> [What the exercise asks]
In the records below, begin at the line that has "Task: the pointer indicates each instance of the brick" and stop after the line that has "[[312, 206], [51, 111]]". Reproduce only those lines, switching every "door handle" to "door pull" and leaving everything else unchanged.

> [Data shown]
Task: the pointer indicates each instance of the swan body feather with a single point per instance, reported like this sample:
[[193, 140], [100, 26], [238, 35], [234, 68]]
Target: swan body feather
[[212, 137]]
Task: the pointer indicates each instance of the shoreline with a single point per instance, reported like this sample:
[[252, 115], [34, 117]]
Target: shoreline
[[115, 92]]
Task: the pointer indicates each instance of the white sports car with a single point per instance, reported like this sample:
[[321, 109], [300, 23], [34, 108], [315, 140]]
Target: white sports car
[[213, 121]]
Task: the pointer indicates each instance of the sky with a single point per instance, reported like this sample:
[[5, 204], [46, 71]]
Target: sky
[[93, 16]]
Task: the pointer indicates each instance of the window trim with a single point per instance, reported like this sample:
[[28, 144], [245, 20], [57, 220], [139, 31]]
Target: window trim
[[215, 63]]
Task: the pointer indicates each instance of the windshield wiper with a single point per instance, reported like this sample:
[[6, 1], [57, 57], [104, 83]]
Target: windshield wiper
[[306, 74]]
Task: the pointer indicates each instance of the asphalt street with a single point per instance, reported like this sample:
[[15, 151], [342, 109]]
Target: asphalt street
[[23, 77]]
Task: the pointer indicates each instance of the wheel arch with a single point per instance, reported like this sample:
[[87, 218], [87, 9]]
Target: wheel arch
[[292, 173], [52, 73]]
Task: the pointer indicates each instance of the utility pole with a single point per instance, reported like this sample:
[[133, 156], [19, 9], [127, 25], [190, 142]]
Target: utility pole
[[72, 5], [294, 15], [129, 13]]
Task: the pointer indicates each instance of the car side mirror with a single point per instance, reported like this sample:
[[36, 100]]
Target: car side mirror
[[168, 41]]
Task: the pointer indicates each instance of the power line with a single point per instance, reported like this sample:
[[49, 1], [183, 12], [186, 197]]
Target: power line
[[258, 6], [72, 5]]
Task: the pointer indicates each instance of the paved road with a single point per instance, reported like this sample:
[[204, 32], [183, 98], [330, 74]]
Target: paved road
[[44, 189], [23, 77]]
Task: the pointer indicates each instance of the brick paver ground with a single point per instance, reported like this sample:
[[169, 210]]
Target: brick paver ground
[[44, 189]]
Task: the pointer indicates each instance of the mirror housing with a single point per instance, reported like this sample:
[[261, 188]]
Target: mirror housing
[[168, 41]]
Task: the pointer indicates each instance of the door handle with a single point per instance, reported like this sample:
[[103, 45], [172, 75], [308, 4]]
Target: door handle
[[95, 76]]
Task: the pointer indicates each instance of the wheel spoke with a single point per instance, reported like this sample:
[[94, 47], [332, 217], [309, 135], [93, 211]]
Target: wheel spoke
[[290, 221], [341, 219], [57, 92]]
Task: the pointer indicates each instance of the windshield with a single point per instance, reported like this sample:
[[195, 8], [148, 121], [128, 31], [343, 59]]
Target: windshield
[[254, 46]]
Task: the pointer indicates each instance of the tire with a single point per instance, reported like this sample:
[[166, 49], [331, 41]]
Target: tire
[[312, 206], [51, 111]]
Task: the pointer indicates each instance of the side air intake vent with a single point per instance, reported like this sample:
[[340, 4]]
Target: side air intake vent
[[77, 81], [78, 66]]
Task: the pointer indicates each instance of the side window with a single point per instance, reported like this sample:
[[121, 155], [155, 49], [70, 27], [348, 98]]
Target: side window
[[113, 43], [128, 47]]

> [Exercise answer]
Task: the pointer indicates each instance of the brick paver ground with a single point per instance, reported like this sample:
[[169, 210]]
Target: brick paver ground
[[44, 189]]
Task: the pointer indicates each instance of the mirror housing with a single point per instance, reported like this sample:
[[261, 188]]
Target: mirror housing
[[168, 41]]
Task: the pointer indicates each instance of the door pull with a single point per instance, reported like this sample:
[[103, 45], [172, 75], [308, 4]]
Target: door pull
[[95, 76]]
Task: the pointer indicates each instance of the wheel spoke with a single point per instance, reported like this sample:
[[94, 47], [332, 217], [309, 135], [93, 211]]
Target: wheel spoke
[[290, 221], [341, 219], [57, 92]]
Task: the pointer indicates each instance of the windshield with a single point per instance, reported like this sample:
[[195, 8], [148, 121], [128, 31], [343, 59]]
Target: windshield
[[254, 46]]
Task: the pointer indicates each instance of the tire with a single point per instance, reported like this sample:
[[166, 49], [331, 41]]
Target: tire
[[312, 206], [51, 111]]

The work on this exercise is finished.